### [Required action A]
Extract the stretch of the passage on drought gene expression from "Heatmap of gene" through "MF, molecular function.".
### [Required action B]
In the passage on drought gene expression, how many enriched GO terms were found among the downregulated genes?

Significant downregulation of genes associated with growth functions
In contrast to the upregulated genes, we found a significant effect of maternal family on expression of downregulated genes (Supplementary Table 2). In addition, compared to our upregulated genes, we found 3-fold more genes that were downregulated (123 genes, Fig. 2b) in our drought-stressed individuals compared with their well-watered controls. In total, we found 71 enriched GO terms among downregulated genes (Supplementary Fig. 1), and show the top 28 GO terms (Fig. 4), which comprises genes with at least an 87% decrease in expression in the drought treatment between time periods. These most strongly downregulated GO terms largely corresponded to biological process functions, many of which were related to growth, such as “lipid catabolic process,” “cuticle development,” and various processes related to synthesis of complex sugars found in plant cell walls (Fig. 4). Enriched GO terms also related to the downregulation of reproductive processes, including “seed coat development.”
Fig. 4.
Heatmap of gene expression for top 28 significantly downregulated GO terms following drought treatment. The GO terms were enriched with genes at 2 time points, T1, at the initiation of soil drying treatment and T2, 16 d following treatment. Average expression was measured in 12 Quercus douglasii seedlings sampled at 2 time points by first taking the average expression for each gene for all individuals by maternal family, and then averaging values for all genes annotated with the given GO term. Log-fold changes varied from no expression (gray) to low (white) to −3 (dark blue) log10 decrease in mean expression. Only those GO terms with the greatest difference in expression are shown, see Supplementary Fig. 1 for a comprehensive list. Abbreviations correspond to GO terms: BP, biological process; CC, cellular component; MF, molecular function.
Constitutive expression of drought-responsive genes
Given how few genes were up- or downregulated in Q. douglasii, we examined gene expression across time periods for the 81 “drought-responsive” Pfam categories selected (Supplementary Table 3) because they showed differentially expressed genes in 2 Q. lobata drought experiments (Gugger et al. 2017; Mead et al. 2019a). This list included several stress-responsive functions; for example, a universal stress protein family (PF00582), heat-shock protein 90 (PF00447 and PF02518), and an auxin response factor (PF06507). For both treatments, we found relatively high mean expression of these drought-responsive Pfams between time points (Supplementary Fig. 2) but levels of expression between time points were not significant (Supplementary Table 5), because they were being continuously expressed in both the drought and well-watered treatments. Average expression was significantly higher in the drought than well-watered treatment at both time points, although only slightly (Supplementary Fig. 2, Supplementary Table 5).

Collected data
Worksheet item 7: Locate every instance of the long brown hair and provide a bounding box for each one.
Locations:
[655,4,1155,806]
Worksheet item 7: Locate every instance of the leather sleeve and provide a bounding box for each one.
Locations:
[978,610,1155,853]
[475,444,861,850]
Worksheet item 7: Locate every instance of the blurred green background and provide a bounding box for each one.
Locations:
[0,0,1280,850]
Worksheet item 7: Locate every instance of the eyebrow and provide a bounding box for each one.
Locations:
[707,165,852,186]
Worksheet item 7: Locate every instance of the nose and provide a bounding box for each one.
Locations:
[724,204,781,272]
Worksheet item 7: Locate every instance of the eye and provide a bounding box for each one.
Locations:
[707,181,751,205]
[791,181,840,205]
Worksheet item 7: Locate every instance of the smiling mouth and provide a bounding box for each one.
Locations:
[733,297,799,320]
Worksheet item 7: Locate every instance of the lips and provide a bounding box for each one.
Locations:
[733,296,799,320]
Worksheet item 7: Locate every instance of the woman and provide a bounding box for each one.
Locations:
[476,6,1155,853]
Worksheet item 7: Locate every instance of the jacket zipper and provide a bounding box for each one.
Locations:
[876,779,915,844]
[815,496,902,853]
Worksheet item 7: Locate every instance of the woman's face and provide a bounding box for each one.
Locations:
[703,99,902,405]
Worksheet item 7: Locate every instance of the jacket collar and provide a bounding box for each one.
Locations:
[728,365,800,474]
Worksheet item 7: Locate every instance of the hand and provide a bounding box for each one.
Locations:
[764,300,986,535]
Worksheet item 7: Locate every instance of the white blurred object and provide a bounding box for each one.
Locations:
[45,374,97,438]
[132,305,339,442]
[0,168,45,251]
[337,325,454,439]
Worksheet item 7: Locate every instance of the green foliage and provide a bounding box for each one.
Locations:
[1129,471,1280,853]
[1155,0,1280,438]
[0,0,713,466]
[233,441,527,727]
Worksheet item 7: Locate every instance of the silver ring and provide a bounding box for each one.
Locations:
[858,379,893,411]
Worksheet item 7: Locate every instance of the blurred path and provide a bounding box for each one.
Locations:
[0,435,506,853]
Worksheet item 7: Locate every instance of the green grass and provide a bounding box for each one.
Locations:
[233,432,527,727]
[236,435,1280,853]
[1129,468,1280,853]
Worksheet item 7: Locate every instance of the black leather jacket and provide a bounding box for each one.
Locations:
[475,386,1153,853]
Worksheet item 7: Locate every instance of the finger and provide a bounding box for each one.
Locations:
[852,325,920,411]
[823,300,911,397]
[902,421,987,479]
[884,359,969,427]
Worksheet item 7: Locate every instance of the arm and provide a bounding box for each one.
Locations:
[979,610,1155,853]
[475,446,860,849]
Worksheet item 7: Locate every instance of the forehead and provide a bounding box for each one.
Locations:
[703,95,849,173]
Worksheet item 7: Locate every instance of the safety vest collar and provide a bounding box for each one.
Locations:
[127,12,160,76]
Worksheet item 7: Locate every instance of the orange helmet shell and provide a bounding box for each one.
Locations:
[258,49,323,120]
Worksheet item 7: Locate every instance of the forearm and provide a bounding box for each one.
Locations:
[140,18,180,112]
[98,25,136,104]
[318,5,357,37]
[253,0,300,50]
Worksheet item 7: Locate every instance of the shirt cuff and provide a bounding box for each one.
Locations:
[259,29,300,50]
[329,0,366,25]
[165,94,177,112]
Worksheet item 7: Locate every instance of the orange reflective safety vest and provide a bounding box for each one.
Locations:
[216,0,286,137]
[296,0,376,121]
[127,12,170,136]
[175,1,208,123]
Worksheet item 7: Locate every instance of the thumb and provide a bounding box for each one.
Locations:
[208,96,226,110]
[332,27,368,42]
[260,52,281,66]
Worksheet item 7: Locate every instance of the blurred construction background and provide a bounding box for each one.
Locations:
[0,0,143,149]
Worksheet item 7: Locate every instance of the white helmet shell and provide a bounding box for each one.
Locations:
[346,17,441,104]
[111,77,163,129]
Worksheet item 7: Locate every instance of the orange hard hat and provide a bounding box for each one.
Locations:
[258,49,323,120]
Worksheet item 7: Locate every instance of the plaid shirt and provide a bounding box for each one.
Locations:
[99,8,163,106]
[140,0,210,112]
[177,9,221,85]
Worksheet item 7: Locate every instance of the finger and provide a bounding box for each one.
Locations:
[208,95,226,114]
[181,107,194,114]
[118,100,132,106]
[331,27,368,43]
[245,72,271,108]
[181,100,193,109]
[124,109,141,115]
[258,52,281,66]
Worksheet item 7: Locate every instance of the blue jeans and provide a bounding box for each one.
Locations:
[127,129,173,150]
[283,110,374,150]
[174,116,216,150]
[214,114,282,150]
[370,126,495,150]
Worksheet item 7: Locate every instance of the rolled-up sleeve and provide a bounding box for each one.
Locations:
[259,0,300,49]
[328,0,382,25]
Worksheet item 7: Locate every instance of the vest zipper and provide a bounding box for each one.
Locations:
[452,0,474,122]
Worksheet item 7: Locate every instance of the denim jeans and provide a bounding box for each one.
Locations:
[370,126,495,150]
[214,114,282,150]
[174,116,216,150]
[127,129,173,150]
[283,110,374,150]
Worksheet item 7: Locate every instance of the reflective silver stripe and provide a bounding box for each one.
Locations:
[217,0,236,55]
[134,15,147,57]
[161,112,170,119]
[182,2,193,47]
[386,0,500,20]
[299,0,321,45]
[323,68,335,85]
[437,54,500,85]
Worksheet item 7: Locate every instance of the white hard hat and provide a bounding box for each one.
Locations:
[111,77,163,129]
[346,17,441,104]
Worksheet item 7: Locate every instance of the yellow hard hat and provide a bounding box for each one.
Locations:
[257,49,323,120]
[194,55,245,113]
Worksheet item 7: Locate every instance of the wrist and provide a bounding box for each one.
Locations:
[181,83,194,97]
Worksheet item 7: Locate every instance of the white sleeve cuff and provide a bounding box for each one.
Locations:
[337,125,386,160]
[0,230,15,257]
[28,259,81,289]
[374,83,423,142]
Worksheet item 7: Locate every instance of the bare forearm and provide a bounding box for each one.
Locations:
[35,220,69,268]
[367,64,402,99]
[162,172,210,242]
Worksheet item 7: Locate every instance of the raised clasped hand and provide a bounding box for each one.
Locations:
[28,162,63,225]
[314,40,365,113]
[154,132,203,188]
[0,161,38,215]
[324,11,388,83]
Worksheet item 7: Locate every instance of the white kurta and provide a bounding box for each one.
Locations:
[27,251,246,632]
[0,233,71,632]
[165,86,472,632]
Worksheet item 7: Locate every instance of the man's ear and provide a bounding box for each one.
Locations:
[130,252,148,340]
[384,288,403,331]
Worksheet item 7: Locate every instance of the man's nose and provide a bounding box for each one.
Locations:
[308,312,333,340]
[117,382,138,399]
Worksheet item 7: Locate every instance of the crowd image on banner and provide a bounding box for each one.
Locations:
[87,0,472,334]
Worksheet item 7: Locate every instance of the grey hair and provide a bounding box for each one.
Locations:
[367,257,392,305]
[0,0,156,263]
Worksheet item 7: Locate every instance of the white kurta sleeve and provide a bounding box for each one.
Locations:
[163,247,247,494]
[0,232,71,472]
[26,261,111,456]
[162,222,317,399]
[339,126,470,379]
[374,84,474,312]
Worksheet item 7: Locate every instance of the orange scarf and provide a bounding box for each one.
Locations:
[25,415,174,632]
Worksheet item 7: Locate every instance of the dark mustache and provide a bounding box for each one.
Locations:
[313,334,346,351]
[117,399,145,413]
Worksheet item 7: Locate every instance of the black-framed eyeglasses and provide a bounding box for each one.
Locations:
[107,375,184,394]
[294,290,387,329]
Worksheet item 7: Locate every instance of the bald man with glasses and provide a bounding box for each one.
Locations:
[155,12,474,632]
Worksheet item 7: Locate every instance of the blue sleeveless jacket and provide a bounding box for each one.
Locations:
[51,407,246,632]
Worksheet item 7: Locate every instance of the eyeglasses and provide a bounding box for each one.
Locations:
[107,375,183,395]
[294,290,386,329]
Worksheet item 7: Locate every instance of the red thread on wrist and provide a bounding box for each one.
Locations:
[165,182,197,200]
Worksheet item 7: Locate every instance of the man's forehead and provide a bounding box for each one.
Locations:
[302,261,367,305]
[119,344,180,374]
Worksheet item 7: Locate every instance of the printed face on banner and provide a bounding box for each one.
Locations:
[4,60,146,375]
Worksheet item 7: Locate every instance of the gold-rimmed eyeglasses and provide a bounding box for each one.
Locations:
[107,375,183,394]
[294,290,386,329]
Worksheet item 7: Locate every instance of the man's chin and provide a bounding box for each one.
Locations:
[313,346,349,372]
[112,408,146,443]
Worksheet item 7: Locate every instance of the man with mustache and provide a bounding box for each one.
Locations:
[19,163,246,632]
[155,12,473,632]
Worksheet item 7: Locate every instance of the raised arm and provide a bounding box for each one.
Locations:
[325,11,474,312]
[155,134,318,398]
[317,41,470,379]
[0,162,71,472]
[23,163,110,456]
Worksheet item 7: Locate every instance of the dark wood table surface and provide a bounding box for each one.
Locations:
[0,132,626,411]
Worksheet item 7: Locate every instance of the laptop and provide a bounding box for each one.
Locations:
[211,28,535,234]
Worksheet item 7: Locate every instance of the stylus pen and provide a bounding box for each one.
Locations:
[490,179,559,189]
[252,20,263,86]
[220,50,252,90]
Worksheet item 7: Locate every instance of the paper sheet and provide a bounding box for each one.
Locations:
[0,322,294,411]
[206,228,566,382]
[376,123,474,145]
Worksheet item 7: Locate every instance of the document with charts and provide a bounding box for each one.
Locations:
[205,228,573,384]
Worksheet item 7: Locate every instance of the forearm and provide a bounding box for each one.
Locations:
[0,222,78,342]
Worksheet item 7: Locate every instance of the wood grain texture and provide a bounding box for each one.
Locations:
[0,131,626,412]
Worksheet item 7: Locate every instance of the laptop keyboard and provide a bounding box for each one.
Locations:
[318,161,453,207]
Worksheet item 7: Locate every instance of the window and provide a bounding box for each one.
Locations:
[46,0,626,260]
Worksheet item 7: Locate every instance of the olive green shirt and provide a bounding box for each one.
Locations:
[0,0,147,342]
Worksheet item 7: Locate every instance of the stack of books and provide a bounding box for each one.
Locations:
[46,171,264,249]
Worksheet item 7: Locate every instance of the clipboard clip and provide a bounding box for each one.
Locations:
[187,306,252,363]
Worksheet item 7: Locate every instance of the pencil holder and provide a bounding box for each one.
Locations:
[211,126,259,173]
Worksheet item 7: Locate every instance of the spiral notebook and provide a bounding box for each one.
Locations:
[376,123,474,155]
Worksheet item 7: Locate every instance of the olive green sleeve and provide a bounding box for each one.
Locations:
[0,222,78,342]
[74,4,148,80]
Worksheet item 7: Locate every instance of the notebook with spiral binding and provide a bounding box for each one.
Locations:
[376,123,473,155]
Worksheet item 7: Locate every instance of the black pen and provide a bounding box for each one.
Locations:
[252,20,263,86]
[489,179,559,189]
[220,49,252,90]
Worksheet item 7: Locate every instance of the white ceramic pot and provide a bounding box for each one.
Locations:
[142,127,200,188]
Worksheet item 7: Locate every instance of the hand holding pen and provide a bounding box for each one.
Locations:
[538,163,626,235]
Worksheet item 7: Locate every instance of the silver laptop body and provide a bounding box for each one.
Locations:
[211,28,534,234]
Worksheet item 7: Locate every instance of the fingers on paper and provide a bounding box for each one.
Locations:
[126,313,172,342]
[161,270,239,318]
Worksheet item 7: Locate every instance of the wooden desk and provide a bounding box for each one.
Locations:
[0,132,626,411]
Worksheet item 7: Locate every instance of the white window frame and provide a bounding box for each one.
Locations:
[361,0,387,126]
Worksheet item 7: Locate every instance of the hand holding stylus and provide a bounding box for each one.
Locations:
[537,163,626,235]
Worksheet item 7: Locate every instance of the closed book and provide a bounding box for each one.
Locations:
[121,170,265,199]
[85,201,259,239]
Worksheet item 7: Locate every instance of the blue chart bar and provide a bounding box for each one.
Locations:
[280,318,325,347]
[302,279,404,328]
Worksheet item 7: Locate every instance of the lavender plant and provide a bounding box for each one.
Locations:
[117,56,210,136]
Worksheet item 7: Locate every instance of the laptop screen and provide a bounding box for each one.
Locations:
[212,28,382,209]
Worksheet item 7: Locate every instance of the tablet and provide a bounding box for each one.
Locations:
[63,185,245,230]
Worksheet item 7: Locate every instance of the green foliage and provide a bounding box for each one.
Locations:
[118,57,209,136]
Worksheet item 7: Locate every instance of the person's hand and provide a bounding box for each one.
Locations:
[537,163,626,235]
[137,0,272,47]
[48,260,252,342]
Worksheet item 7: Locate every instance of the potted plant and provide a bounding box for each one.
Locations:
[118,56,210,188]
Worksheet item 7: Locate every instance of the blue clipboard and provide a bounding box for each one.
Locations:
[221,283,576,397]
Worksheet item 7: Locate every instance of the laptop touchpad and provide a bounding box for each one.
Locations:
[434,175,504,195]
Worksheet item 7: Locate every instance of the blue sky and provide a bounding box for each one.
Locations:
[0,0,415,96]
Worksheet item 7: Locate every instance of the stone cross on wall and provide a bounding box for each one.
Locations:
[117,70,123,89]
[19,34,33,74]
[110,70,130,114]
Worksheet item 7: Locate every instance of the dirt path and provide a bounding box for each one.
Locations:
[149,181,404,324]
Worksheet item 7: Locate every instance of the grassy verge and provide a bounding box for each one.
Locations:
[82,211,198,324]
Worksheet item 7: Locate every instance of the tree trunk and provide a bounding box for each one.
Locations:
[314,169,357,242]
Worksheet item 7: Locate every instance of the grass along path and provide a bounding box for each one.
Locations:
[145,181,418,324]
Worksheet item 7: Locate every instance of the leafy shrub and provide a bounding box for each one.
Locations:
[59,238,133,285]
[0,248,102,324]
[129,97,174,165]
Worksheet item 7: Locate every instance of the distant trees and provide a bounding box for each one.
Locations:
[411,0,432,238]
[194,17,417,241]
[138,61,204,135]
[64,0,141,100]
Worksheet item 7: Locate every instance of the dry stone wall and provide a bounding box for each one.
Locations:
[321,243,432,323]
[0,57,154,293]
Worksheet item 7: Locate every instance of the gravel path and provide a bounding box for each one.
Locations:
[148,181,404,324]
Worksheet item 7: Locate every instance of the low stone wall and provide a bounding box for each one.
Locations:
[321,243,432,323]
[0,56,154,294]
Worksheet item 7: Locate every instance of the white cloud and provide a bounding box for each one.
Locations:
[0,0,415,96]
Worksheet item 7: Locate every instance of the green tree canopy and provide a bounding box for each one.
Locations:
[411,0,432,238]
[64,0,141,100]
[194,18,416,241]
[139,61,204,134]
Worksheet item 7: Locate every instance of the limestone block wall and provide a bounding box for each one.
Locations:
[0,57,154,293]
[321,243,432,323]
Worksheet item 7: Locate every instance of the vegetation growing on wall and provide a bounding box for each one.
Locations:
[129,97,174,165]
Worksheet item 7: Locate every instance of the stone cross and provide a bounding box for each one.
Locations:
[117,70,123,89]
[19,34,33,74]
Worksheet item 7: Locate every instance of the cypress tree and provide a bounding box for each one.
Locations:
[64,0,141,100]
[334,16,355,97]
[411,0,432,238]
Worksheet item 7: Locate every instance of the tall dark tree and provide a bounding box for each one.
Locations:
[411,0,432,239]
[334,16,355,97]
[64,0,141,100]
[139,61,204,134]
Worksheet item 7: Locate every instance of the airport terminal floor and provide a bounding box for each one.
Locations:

### [Reply A]
Heatmap of gene expression for top 28 significantly downregulated GO terms following drought treatment. The GO terms were enriched with genes at 2 time points, T1, at the initiation of soil drying treatment and T2, 16 d following treatment. Average expression was measured in 12 Quercus douglasii seedlings sampled at 2 time points by first taking the average expression for each gene for all individuals by maternal family, and then averaging values for all genes annotated with the given GO term. Log-fold changes varied from no expression (gray) to low (white) to −3 (dark blue) log10 decrease in mean expression. Only those GO terms with the greatest difference in expression are shown, see Supplementary Fig. 1 for a comprehensive list. Abbreviations correspond to GO terms: BP, biological process; CC, cellular component; MF, molecular function.

### [Reply B]
71 enriched GO terms.